* **What to produce**
Extract every line of the records below that contains the word "woman", and copy each of those lines in full.

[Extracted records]
-- BEGIN --

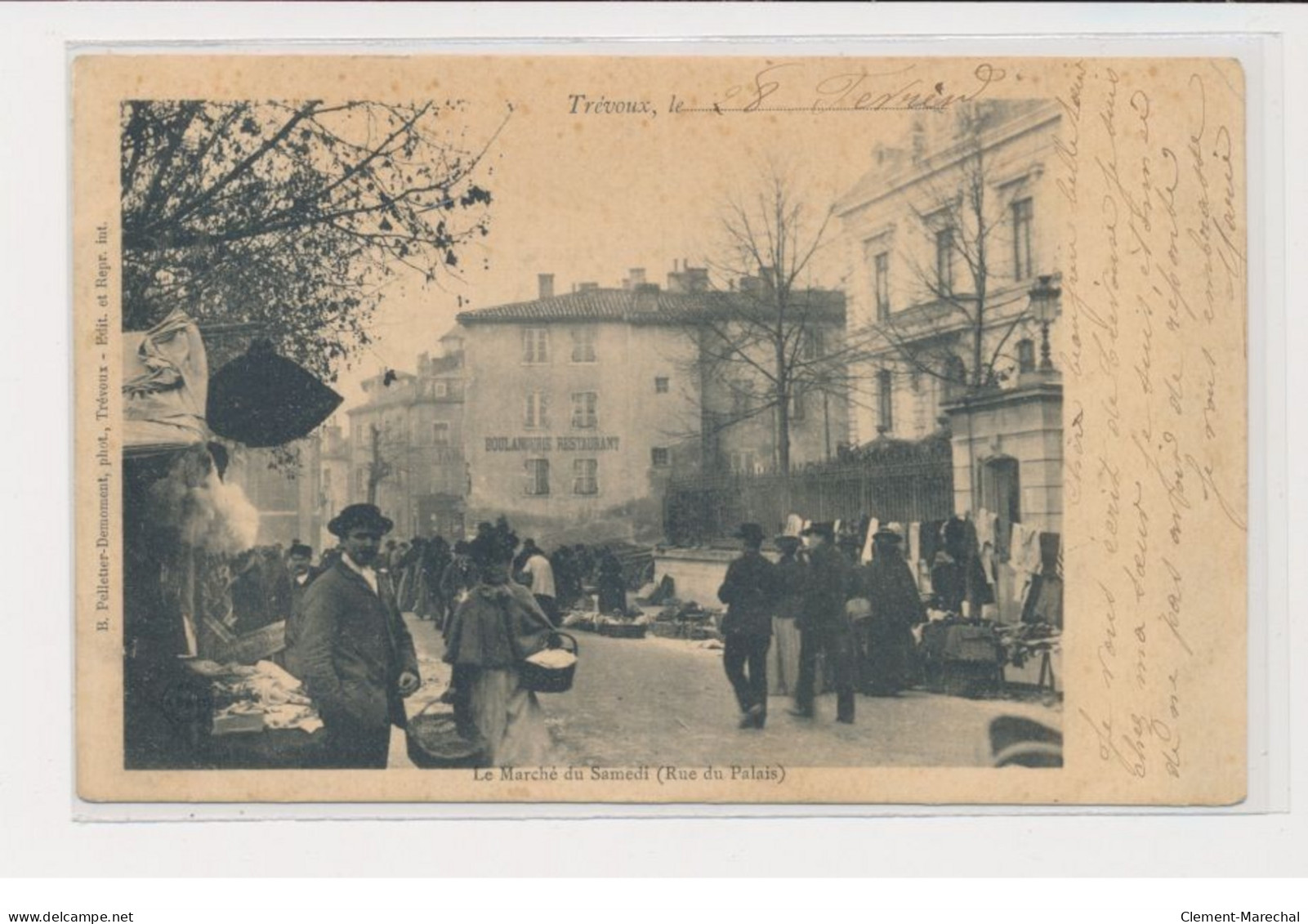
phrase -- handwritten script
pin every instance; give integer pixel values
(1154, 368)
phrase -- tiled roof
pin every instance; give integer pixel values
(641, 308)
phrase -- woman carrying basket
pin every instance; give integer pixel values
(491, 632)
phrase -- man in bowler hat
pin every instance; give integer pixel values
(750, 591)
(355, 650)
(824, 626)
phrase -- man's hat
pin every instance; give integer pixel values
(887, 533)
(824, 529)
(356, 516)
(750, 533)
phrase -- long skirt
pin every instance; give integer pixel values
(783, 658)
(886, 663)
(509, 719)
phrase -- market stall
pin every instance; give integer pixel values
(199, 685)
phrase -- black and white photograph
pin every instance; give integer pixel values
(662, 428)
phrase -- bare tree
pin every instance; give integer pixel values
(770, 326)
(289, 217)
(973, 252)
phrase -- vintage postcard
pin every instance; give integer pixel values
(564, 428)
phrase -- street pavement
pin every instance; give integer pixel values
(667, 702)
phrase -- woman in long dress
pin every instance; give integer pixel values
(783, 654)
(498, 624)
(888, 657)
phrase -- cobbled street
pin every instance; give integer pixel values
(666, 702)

-- END --
-- BEGIN --

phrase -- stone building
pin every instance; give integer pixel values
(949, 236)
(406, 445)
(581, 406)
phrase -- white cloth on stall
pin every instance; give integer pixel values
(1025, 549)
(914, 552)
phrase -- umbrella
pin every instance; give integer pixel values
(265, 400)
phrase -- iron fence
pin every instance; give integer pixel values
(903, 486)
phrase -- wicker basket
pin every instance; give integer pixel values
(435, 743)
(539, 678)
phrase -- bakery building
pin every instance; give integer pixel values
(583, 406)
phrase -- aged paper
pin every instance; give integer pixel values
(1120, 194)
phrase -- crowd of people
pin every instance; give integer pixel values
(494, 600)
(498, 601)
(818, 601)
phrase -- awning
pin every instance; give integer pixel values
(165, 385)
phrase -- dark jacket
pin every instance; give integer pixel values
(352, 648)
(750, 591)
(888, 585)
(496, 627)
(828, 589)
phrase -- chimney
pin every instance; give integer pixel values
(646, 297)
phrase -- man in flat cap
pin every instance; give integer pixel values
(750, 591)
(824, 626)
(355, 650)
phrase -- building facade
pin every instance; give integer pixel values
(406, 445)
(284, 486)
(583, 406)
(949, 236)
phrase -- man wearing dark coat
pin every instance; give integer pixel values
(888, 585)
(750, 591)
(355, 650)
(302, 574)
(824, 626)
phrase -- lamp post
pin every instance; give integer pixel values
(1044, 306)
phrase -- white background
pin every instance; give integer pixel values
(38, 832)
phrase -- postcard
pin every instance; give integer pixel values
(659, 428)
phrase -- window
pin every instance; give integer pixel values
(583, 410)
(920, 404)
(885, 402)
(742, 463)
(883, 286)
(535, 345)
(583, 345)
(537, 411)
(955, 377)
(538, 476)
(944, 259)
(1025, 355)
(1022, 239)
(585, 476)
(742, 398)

-- END --

* **Task response**
phrase -- woman carrying basket
phrase -- woman in long dress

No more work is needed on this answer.